### [Task]
Reproduce the listing below verbatim.

* BEGIN Data entries *

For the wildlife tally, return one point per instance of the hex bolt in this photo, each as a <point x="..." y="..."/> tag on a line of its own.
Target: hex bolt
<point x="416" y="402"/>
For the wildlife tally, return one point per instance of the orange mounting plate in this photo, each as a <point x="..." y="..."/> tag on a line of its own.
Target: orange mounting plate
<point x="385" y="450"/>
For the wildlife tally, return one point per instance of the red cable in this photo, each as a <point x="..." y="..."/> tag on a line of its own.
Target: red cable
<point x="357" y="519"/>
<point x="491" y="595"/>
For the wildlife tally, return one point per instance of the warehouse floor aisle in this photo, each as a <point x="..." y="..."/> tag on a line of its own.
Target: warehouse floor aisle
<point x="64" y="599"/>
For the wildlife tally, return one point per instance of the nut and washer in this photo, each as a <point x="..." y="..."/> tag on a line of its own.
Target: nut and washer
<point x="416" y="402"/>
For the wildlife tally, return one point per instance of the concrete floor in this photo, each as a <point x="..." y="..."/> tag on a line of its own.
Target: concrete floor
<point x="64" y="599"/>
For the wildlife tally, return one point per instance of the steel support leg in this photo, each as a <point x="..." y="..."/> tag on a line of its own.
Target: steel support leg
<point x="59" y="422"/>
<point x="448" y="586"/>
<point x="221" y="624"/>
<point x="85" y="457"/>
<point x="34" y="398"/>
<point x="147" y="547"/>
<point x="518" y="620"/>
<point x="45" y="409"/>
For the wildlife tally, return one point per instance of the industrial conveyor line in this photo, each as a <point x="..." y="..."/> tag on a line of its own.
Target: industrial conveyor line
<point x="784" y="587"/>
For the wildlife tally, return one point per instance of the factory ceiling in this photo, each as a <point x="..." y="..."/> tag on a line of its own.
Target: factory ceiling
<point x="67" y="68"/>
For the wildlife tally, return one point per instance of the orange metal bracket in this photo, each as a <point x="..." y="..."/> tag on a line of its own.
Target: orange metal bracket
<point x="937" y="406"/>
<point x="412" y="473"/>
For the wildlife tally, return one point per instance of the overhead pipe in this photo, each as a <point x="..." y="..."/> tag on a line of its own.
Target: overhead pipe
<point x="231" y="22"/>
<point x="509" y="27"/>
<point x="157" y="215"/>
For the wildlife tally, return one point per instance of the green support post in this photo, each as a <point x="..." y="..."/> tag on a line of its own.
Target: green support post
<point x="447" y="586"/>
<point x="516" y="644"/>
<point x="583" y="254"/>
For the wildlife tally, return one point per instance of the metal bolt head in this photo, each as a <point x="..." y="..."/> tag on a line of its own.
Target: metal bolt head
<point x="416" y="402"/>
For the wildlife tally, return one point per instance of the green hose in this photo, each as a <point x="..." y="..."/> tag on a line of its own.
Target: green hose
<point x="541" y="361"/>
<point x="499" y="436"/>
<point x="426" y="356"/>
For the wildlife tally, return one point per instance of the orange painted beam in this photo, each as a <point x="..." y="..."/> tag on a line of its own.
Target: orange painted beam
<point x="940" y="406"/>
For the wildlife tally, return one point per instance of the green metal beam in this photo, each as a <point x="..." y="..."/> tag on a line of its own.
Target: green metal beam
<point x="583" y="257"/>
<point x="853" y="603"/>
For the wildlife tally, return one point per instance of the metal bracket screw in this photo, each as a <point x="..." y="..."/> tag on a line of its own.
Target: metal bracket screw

* END Data entries *

### [Response]
For the wildlife tally, return one point per instance of the hex bolt in this photo, each as a <point x="..." y="..."/> tag on a line of its own.
Target: hex bolt
<point x="416" y="402"/>
For the wildlife tally, return one point per instance of the orange mounting plate in this photo, each as a <point x="..." y="..."/> tag on a line of its own.
Target: orange mounting plate
<point x="385" y="450"/>
For the wildlife tally, return one point per instance of the red cable in this photo, each as a <point x="..." y="..."/> tag on a line of its own.
Target: red cable
<point x="357" y="519"/>
<point x="491" y="595"/>
For the wildlife tally, return one point per instance of the warehouse floor aisle in this photo, each as a <point x="..." y="..."/> tag on a line of its own.
Target: warehouse floor aisle
<point x="64" y="599"/>
For the wildlife tally, return one point per instance of the nut and washer in this photo, each as a <point x="..." y="..."/> tag on a line of its own.
Target: nut and washer
<point x="416" y="402"/>
For the wildlife tally, return one point per instance of the concrete floor in this photo, each as a <point x="..." y="..."/> tag on a line of its own.
Target: concrete floor
<point x="64" y="599"/>
For the wildlife tally, return one point per instance of the steel support leg in this photo, each as a <point x="..." y="..."/> tag on a line of its own.
Target: steel support leg
<point x="59" y="422"/>
<point x="448" y="586"/>
<point x="221" y="624"/>
<point x="85" y="457"/>
<point x="34" y="398"/>
<point x="147" y="547"/>
<point x="518" y="620"/>
<point x="45" y="409"/>
For the wildlife tally, return one point per instance of the industrial conveyor line in this photo, each as a <point x="..." y="..."/> tag on a line of its own.
Target: industrial conveyor line
<point x="784" y="587"/>
For the wildlife tally, return one point per instance of the factory ceiling in this photo, each as a <point x="..." y="..."/> tag on a line of its own.
Target: factory ceiling
<point x="67" y="68"/>
For the wildlife tally, return one point per instance of the orange metal bracket in this photo, each as a <point x="..." y="..."/> tag on a line of its own.
Target: orange metal bracket
<point x="937" y="406"/>
<point x="412" y="473"/>
For the wildlife tally, return one point per instance of the overhead pipe in this photo, each as a <point x="..." y="..."/> tag on a line of its own.
Target: overhead pipe
<point x="231" y="22"/>
<point x="509" y="27"/>
<point x="157" y="215"/>
For the wildlife tally, return one point per instance of the green support post in this photo, each as a <point x="..." y="..."/> tag on a line of its own.
Target: green support post
<point x="447" y="586"/>
<point x="516" y="644"/>
<point x="583" y="254"/>
For the wildlife tally, return one point per instance of the metal bolt head in this photo, each as a <point x="..." y="..."/> tag on a line of its own.
Target: metal bolt head
<point x="416" y="402"/>
For the wildlife tally, return one point per instance of the green hose in this photo, each as a <point x="..." y="..."/> tag on a line of its own.
Target: green hose
<point x="541" y="361"/>
<point x="499" y="436"/>
<point x="426" y="356"/>
For the wildlife tally, return one point per instance of the orange painted beam in this photo, each as a <point x="..." y="..."/> tag on a line of its own.
Target: orange painted beam
<point x="940" y="406"/>
For the wildlife tally, return one point per instance of the green metal beam in this photo, each as a <point x="..." y="..."/> tag on a line of its own.
Target: green metal beam
<point x="583" y="257"/>
<point x="853" y="603"/>
For the wildlife tally, return one point per instance of the metal bracket screw in this photo, each as a <point x="..." y="..."/> tag on a line of its own.
Target: metal bracket screw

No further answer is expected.